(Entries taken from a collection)
────────────────

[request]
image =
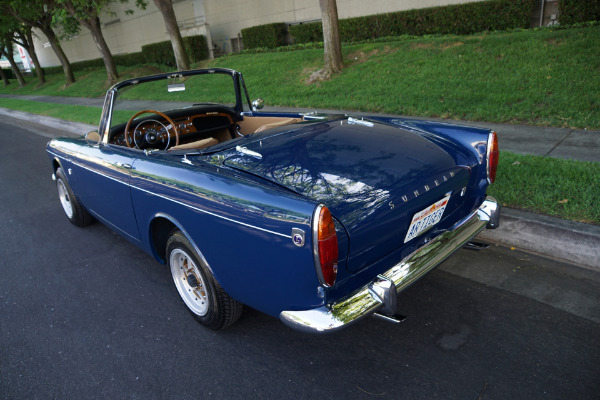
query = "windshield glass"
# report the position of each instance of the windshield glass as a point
(172, 110)
(173, 94)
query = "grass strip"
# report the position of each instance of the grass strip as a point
(539, 77)
(84, 114)
(562, 188)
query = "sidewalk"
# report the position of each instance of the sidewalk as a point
(573, 242)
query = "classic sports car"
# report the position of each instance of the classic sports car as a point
(317, 219)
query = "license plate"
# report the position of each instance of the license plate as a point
(426, 218)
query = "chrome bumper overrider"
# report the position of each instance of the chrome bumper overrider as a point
(380, 294)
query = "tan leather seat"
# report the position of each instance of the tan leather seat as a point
(277, 123)
(198, 144)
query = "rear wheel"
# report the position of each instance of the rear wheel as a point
(76, 213)
(199, 290)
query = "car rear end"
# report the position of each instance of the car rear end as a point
(395, 199)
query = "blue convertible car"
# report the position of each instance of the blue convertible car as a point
(320, 220)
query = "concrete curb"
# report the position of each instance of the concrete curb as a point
(48, 126)
(572, 242)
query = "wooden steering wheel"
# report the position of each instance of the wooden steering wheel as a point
(169, 120)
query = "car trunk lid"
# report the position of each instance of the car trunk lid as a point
(373, 177)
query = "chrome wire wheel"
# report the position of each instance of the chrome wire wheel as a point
(65, 200)
(189, 281)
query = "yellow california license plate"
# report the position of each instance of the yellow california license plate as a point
(426, 218)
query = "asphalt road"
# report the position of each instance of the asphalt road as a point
(86, 315)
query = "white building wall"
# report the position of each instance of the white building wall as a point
(226, 18)
(123, 33)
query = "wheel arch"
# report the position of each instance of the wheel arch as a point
(56, 164)
(160, 229)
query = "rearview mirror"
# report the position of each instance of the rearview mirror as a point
(258, 104)
(93, 138)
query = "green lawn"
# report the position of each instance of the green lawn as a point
(562, 188)
(544, 77)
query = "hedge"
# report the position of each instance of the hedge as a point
(574, 11)
(162, 52)
(155, 53)
(458, 19)
(269, 36)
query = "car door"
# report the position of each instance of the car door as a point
(103, 185)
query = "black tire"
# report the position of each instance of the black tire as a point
(203, 296)
(73, 209)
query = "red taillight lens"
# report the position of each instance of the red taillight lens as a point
(493, 156)
(326, 250)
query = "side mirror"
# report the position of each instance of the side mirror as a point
(258, 104)
(93, 138)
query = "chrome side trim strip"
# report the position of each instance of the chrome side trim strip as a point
(179, 202)
(369, 299)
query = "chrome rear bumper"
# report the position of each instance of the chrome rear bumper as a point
(380, 294)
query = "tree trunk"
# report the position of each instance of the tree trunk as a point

────────────────

Exercise brief
Please set down each line of the data above exactly as written, without the pictures.

Result for this exercise
[request]
image =
query = "windshield glass"
# report the position of each instance of the windshield glass as a point
(172, 110)
(173, 94)
query = "grass strip"
# report the position of each instance of the grass strip as a point
(539, 77)
(84, 114)
(562, 188)
query = "sidewalk"
# report the position of each instance of the sidewalk as a point
(573, 242)
query = "classic sports car"
# report the position of each instance of the classic sports car as a point
(317, 219)
query = "license plate"
# report the position of each instance of the license plate as a point
(426, 218)
query = "chrome bumper overrider"
# report the position of each instance of the chrome bumper overrider as a point
(380, 294)
query = "tan leather seat"
# report the position of each instance of the tan leather seat as a point
(277, 123)
(198, 144)
query = "rear wheel"
# report the position of each instance of the rear wheel as a point
(76, 213)
(199, 290)
query = "car rear end"
# report the position of each instance of the car rear end as a point
(395, 199)
query = "blue convertible car"
# report the position of each instance of the blue convertible car as a point
(320, 220)
query = "concrete curb"
# report the position of each instance of the concrete curb as a point
(48, 126)
(572, 242)
query = "wooden steering wheel"
# report the position of each instance of the wooden steering wheel as a point
(169, 120)
query = "car trunk lid"
# report the position of each instance of the car trunk lid as a point
(373, 177)
query = "chrome wire wheel"
# report the position of each instance of the chrome wire wheel as a point
(65, 200)
(189, 281)
query = "yellow california license plate"
# report the position of each instance of the yellow california license plate as a point
(426, 218)
query = "asphalt road"
# report the position of each instance of the asphalt road as a point
(86, 315)
query = "white building wall"
# report the position of each instance of the white building wall as a point
(226, 18)
(123, 33)
query = "wheel arch"
# report the position of each instance of the wheel arch as a point
(56, 164)
(160, 229)
query = "rearview mirror"
# report the position of each instance of the rearview mirror as a point
(258, 104)
(93, 138)
query = "green lawn"
# report the position of each instance of the green lawn as a point
(562, 188)
(544, 77)
query = "hedge"
# report the position of each instance of the hedge as a point
(574, 11)
(162, 52)
(155, 53)
(458, 19)
(269, 36)
query = "car door"
# report the position of each instance of the car door as a point
(103, 185)
query = "black tire"
# report the position of each instance of the black tire as a point
(203, 296)
(73, 209)
query = "red taillight lens"
# report the position of each instance of the red taillight lens as a point
(493, 156)
(326, 250)
query = "side mirror"
# report the position of each instance of the side mirror as a point
(258, 104)
(93, 138)
query = "chrome side trim strip"
# report the position of each instance of the chrome side trim strip as a point
(179, 202)
(369, 299)
query = "chrome rear bumper"
# report the position of each instance of the chrome rear bumper as a point
(380, 294)
query = "tree trunk"
# report the position of each instance of the tree trunk as a point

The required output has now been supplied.